Coordinate annotation entries
**********

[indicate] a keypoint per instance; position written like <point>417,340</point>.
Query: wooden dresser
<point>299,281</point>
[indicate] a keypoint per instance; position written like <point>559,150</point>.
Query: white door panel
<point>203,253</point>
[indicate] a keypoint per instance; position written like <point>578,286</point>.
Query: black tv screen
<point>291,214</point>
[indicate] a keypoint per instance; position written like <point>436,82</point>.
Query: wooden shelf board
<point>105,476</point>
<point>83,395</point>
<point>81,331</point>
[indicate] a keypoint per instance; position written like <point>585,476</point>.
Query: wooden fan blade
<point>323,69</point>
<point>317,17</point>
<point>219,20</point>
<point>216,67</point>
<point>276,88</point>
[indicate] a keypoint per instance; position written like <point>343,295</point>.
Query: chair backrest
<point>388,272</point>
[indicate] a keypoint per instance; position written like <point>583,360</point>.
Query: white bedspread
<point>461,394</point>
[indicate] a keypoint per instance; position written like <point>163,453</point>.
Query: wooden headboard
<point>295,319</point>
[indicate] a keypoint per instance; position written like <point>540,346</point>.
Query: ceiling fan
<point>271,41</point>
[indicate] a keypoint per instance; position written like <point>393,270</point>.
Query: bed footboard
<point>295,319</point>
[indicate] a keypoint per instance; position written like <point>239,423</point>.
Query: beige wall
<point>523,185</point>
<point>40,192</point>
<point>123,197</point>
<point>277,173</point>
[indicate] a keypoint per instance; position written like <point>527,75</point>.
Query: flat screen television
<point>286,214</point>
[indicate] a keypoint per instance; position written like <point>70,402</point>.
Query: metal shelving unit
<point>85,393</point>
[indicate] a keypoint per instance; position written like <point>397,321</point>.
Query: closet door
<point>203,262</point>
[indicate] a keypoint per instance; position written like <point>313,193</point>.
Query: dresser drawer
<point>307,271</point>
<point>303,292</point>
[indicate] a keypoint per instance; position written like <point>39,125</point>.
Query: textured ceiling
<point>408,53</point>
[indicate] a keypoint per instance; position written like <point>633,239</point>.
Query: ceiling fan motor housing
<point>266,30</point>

**********

Work required: Rewrite every line above, putting "oak" wherever "wooden" appears and leaving the rest as it is.

Exercise output:
[indicate] a keypoint per instance; position written like <point>417,340</point>.
Query: oak dresser
<point>299,281</point>
[indicate] a keypoint per instance; position written like <point>559,150</point>.
Query: white door panel
<point>203,253</point>
[indicate] a keypoint per instance; position written like <point>578,286</point>.
Query: black tv screen
<point>291,214</point>
[indicate] a keypoint per instance; position written like <point>436,82</point>.
Query: oak shelf board
<point>105,476</point>
<point>83,395</point>
<point>81,331</point>
[indicate] a keypoint per instance; position written like <point>585,476</point>.
Query: oak fan blade
<point>323,69</point>
<point>317,17</point>
<point>219,20</point>
<point>216,67</point>
<point>276,88</point>
[indicate] a keypoint per instance; position written like <point>343,295</point>.
Query: chair backrest
<point>388,272</point>
[indicate] a keypoint per instance; position written like <point>583,360</point>.
Query: white bedspread
<point>461,394</point>
[indicate] a keypoint per instance; position written like <point>163,453</point>.
Query: oak headboard
<point>295,319</point>
[indicate] a keypoint per instance; position written like <point>540,346</point>.
Query: ceiling fan
<point>271,41</point>
[indicate] a keypoint per instance; position written like <point>393,270</point>.
Query: bed footboard
<point>295,319</point>
[indicate] a keypoint per instance; position written like <point>239,423</point>.
Query: beige wall
<point>523,185</point>
<point>40,192</point>
<point>123,197</point>
<point>277,173</point>
[indicate] a keypoint per instance; position written like <point>527,75</point>.
Query: flat screen television
<point>286,214</point>
[indicate] a keypoint per instance; position written like <point>70,402</point>.
Query: metal shelving unit
<point>85,393</point>
[indicate] a keypoint per instance; position written like <point>397,321</point>.
Query: closet door
<point>203,262</point>
[indicate] a keypoint per instance; position written like <point>313,193</point>.
Query: dresser drawer
<point>307,271</point>
<point>303,292</point>
[indicate] a keypoint per instance; position written like <point>39,125</point>.
Query: textured ceiling
<point>408,53</point>
[indicate] a keypoint per instance; position written like <point>633,239</point>.
Query: ceiling fan motor housing
<point>266,30</point>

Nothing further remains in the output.